- REQUEST 1 -
Decide whether each statement below agrees with the post on Addison Payne. Answer yes or no for each and quote the deciding words of the post exactly.
(a) In the mug book bio, Addison gave his birth date as Feb. 29, 1844.
(b) The mug book came from Vermilion County, Illinois.
(c) Addison was living with the John Cooper family at the time of the 1850 census.
- REQUEST 2 -
Reproduce the stretch of the post on Addison Payne from "Update on Addison" through "Ringgold Co., Iowa.", word for word.

- DOCUMENT TEXT -

Update on Addison Payne
On March 17, 2011, I received a gmail from Alice Marie Beard, a foremost genealogist and researcher of the Payne Family and their relatives . She is always good at keeping me up to date with her new findings. The following is her latest discovery about Addison Payne, Permelia brother. Permelia must have loved her younger brother a great deal as she names her first born son (by her first marriage) after him, "Addison" Doyle.
Alice wrote:
Also, some more info on Addison Payne, brother of Permelia, William, and
Abel:
It's from an 1887 "mug book" from Ringgold Co., Iowa.
Normally, mug books were put together by printers who solicited information from locals, and then printed the
books that had been pre-ordered. People pretty much would write their own bios. At the very least, they would
provide the info for their own bios.
For the mug book bio, Addison gave his date of birth as Feb. 29,
1844.
With the info from the mug book bio, I was able to find Addison on the 1860 census. He was listed as "Adison Cooper"
and living with the John COOPER family in Vermilion County, IL.
However, he was *not* with the John Cooper family for the 1850 census.

- SUPPLIED MATERIAL -

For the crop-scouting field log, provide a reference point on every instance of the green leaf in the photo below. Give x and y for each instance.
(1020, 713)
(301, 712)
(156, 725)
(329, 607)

- SOLUTION 1 -
(a) Yes: "Addison gave his date of birth as Feb. 29, 1844"
(b) No: "It's from an 1887 "mug book" from Ringgold Co., Iowa."
(c) No: "he was *not* with the John Cooper family for the 1850 census"

- SOLUTION 2 -
Update on Addison Payne
On March 17, 2011, I received a gmail from Alice Marie Beard, a foremost genealogist and researcher of the Payne Family and their relatives . She is always good at keeping me up to date with her new findings. The following is her latest discovery about Addison Payne, Permelia brother. Permelia must have loved her younger brother a great deal as she names her first born son (by her first marriage) after him, "Addison" Doyle.
Alice wrote:
Also, some more info on Addison Payne, brother of Permelia, William, and
Abel:
It's from an 1887 "mug book" from Ringgold Co., Iowa.